Problem details:
Quote the whole listing word for word, please.
=== Records for the task ===
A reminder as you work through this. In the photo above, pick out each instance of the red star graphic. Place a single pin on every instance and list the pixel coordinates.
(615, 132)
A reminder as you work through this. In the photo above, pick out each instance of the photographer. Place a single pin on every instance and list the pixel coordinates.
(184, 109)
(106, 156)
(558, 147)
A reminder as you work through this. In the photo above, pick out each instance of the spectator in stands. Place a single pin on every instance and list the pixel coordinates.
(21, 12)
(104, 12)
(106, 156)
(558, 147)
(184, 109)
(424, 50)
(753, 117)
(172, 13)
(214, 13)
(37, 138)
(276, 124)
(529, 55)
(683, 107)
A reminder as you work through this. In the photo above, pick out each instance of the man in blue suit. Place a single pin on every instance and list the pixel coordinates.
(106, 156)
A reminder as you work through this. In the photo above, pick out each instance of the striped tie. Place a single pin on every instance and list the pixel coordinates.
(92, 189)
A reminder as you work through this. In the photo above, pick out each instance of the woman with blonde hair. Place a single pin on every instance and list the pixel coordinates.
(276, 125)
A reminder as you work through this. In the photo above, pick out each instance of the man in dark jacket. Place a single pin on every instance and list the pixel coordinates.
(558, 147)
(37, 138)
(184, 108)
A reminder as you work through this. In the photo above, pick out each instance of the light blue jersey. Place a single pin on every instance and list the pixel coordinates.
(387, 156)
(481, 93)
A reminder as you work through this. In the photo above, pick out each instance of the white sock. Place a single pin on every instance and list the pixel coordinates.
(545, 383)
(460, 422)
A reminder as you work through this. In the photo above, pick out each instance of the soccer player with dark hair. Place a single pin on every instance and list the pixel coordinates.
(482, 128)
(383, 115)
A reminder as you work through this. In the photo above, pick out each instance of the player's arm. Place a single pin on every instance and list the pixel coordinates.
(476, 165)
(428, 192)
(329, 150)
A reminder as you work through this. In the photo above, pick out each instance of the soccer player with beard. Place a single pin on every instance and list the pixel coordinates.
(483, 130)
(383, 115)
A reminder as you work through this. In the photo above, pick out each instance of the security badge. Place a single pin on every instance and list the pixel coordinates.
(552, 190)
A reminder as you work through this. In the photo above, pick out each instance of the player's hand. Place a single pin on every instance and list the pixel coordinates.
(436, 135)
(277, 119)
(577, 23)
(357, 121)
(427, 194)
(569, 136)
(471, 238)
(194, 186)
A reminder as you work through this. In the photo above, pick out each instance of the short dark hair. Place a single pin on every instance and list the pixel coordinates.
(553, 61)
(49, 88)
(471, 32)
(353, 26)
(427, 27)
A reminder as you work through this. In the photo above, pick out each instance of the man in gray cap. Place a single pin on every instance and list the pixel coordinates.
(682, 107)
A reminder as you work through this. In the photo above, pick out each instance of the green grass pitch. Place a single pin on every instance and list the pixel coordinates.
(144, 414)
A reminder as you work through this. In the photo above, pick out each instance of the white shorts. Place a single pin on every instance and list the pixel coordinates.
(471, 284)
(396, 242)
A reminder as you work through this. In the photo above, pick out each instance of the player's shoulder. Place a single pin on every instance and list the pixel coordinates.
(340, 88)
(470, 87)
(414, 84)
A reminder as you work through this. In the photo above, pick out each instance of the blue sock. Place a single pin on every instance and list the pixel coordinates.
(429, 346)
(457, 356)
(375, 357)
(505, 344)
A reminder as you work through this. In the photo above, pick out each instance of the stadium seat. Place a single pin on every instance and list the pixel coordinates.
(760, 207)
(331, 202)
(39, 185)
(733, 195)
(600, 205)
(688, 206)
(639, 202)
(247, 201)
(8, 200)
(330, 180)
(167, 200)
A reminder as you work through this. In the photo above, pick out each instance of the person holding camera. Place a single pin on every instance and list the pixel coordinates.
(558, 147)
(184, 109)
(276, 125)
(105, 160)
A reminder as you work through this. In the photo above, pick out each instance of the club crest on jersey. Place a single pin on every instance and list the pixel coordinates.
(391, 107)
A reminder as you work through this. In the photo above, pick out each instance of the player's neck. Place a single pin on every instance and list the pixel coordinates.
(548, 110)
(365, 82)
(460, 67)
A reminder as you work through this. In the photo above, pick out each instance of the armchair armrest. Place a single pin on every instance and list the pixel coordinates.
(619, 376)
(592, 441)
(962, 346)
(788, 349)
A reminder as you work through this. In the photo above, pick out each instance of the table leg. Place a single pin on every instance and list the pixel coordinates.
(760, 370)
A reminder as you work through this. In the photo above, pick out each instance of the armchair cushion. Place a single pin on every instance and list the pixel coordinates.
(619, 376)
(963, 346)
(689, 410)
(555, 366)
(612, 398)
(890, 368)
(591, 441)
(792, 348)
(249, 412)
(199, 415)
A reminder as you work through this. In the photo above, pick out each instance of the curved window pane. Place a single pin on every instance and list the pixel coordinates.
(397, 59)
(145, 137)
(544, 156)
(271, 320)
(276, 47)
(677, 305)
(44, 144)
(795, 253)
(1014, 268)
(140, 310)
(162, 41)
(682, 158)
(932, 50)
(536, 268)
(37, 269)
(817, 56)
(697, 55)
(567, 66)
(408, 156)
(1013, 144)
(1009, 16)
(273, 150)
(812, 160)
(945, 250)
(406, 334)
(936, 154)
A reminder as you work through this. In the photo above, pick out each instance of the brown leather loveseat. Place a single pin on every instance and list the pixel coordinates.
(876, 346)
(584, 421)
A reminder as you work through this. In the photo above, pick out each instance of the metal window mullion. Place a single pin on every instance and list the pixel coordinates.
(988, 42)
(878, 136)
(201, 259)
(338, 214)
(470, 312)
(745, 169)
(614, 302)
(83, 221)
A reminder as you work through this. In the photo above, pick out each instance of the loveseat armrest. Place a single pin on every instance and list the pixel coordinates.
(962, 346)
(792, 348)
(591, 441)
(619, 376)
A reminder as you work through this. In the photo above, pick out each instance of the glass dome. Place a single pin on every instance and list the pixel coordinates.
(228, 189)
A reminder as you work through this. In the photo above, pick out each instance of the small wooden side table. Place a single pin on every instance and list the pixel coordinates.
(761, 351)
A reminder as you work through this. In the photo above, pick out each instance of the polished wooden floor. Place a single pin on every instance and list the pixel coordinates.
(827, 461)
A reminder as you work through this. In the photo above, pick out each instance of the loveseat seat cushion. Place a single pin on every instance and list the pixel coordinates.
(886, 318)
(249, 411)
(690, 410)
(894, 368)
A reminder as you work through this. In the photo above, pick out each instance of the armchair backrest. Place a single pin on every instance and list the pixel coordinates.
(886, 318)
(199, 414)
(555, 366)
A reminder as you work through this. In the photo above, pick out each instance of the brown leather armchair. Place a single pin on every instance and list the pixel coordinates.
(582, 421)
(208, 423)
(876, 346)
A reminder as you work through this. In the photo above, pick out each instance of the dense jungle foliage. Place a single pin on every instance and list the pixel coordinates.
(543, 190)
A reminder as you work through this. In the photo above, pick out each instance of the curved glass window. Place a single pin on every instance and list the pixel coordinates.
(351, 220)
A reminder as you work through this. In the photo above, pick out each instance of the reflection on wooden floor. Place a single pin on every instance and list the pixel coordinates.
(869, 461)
===
The output:
A reminder as you work through this. In the photo above, pick out each instance of the red star graphic. Place a single pin on every instance and list the pixel coordinates.
(615, 132)
A reminder as you work through this. In the photo above, pick out each instance of the photographer. Place a single pin on every instance and list the pixel coordinates.
(184, 109)
(106, 156)
(558, 147)
A reminder as you work through this. In the photo above, pick out each instance of the spectator in stands. Place a single pin on every instance and list the pixel coordinates.
(21, 12)
(104, 12)
(106, 156)
(558, 147)
(184, 109)
(424, 50)
(753, 117)
(172, 13)
(214, 13)
(37, 138)
(276, 124)
(529, 55)
(683, 107)
A reminder as you work through this. In the photo above, pick out each instance of the man in blue suit. Place a single pin on every instance and list the pixel coordinates.
(106, 156)
A reminder as you work through this. In the photo above, pick out each instance of the striped tie. Place a single pin on every instance and list the pixel coordinates.
(92, 189)
A reminder as you work through this. In the photo above, pick out each instance of the woman with blonde hair. Place a single pin on every instance and list the pixel coordinates.
(276, 125)
A reminder as you work through this. In the photo above, pick out each instance of the man in dark jacket. Place a single pin on every instance and list the pixel coordinates.
(558, 147)
(37, 138)
(184, 108)
A reminder as you work through this. In the photo above, pick out each instance of the light blue jersey. Place a single pin on every instance and list the pixel coordinates.
(387, 156)
(481, 93)
A reminder as you work through this. In the photo above, pick out each instance of the white sock. Place a single pin on every instance and list the pixel coordinates.
(545, 383)
(460, 422)
A reminder as you work through this. In the photo above, pick out each instance of the soccer player with dark hair. Place a single pin on every instance and list the pixel coordinates.
(482, 128)
(383, 115)
A reminder as you work through this. In the photo above, pick out each instance of the player's arm. Place a single pin on every instance and list the pixel coordinates.
(476, 165)
(428, 192)
(329, 150)
A reminder as you work through this. In the photo above, pick out each instance of the soccer player with beard. Place a single pin on every instance and list the pixel coordinates.
(483, 130)
(383, 115)
A reminder as you work through this. In the photo above, pick out each instance of the security badge. Place a single pin on every instance and list the pixel coordinates.
(552, 190)
A reminder as you work through this. In the photo above, pick out each instance of the player's hand. Place a single pin on every instance and list the pixel coordinates.
(436, 135)
(277, 119)
(577, 23)
(357, 121)
(427, 194)
(569, 136)
(471, 238)
(194, 186)
A reminder as you work through this. In the photo above, pick out each instance of the short dark hair. Place a single pin on every instance and list the pixel coordinates.
(553, 61)
(49, 88)
(471, 32)
(353, 26)
(427, 27)
A reminder as you work through this. In the photo above, pick out each instance of the man in gray cap. Place a single pin on every instance and list the pixel coordinates.
(682, 107)
A reminder as you work through this. In the photo above, pick out each instance of the green grass pitch. Place a single pin on every instance and list the pixel coordinates.
(144, 414)
A reminder as you work through this. In the photo above, pick out each instance of the white shorts. Place a single pin on every instance and list the pixel coordinates.
(471, 284)
(396, 242)
A reminder as you work through this. In the photo above, pick out each instance of the player's shoulder. Place a single pin on every instance and list the pixel coordinates.
(340, 88)
(470, 87)
(414, 84)
A reminder as you work through this. In the photo above, pick out each instance of the blue sock. Place a single pin on every instance and list the pixel coordinates.
(429, 346)
(457, 356)
(375, 357)
(505, 344)
A reminder as you work through this. In the photo above, pick out each instance of the stadium seat. Place a single pin on every instance and list the pixel coordinates.
(760, 207)
(331, 202)
(39, 185)
(733, 195)
(600, 205)
(688, 206)
(639, 202)
(247, 201)
(8, 200)
(330, 180)
(167, 200)
A reminder as you work through this. In the photo above, pick out each instance of the person holding camera. Place a single pin on every instance and list the pixel coordinates.
(558, 147)
(184, 109)
(276, 125)
(105, 160)
A reminder as you work through this. In the photo above, pick out each instance of the club crest on jersey. Place a single pin on every instance and list the pixel coordinates.
(391, 107)
A reminder as you work through this. In the photo above, pick out each instance of the player's neck. Place a single pin on every instance and list the pixel coordinates.
(548, 110)
(365, 82)
(460, 67)
A reminder as you work through this. In the photo above, pick out each instance of the armchair armrest. Place a single pin on every instance and list the pixel coordinates.
(619, 376)
(592, 441)
(962, 346)
(788, 349)
A reminder as you work through this. In the photo above, pick out each instance of the table leg. Place a single pin on every instance and list the pixel coordinates.
(760, 370)
A reminder as you work through this. In the photo above, pick out each instance of the armchair cushion. Place a single pin on every instance and list the pixel coordinates.
(619, 376)
(963, 346)
(689, 410)
(555, 366)
(612, 398)
(890, 368)
(591, 441)
(792, 348)
(249, 412)
(199, 415)
A reminder as you work through this. In the photo above, pick out each instance of the curved window pane. Place a single pin on every instance and list the pixel coordinates.
(397, 59)
(145, 137)
(544, 156)
(271, 320)
(276, 47)
(677, 305)
(44, 144)
(795, 253)
(1014, 268)
(140, 310)
(162, 41)
(682, 158)
(932, 50)
(536, 268)
(37, 269)
(817, 56)
(697, 55)
(567, 66)
(408, 156)
(1013, 144)
(1009, 16)
(273, 150)
(812, 160)
(945, 250)
(406, 334)
(936, 154)
A reminder as you work through this. In the photo above, pick out each instance of the brown leather loveseat. Place a single pin on every instance and list the pixel coordinates.
(876, 346)
(584, 421)
A reminder as you work through this. In the photo above, pick out each instance of the metal window mullion. Place a single pin on every instance and list the pixel coordinates.
(988, 42)
(878, 136)
(201, 259)
(338, 214)
(470, 312)
(745, 169)
(614, 302)
(83, 221)
A reminder as you work through this. In the photo above, pick out each instance of the loveseat armrest. Place a single pin on every instance and list the pixel coordinates.
(962, 346)
(792, 348)
(591, 441)
(619, 376)
A reminder as you work through this. In the photo above, pick out each instance of the glass dome. Place a single pin on every instance and list the pixel coordinates.
(228, 189)
A reminder as you work through this. In the photo above, pick out each instance of the small wooden side table. Place a single pin on every instance and list the pixel coordinates.
(761, 351)
A reminder as you work through this. In the photo above, pick out each instance of the polished wooden floor. Place a single pin on every instance and list the pixel coordinates.
(827, 461)
A reminder as you work through this. In the photo above, pick out each instance of the loveseat seat cushion. Place a single pin on every instance and list the pixel coordinates.
(886, 318)
(249, 411)
(690, 410)
(894, 368)
A reminder as you work through this. In the photo above, pick out each instance of the armchair backrest. Place a single pin on every instance and list the pixel coordinates.
(886, 318)
(199, 414)
(555, 366)
A reminder as you work through this. In the photo above, pick out each instance of the brown leather armchair. Place a single pin on every instance and list the pixel coordinates.
(582, 421)
(208, 423)
(876, 346)
A reminder as you work through this. In the photo above, pick out each instance of the dense jungle foliage. Place a single pin on every instance and list the pixel coordinates.
(543, 190)
A reminder as you work through this. In the photo above, pick out each instance of the curved glass window. Place a single pin on every instance and list the pixel coordinates.
(351, 220)
A reminder as you work through this. In the photo above, pick out each instance of the reflection on wooden floor. Place a single pin on every instance and list the pixel coordinates.
(869, 461)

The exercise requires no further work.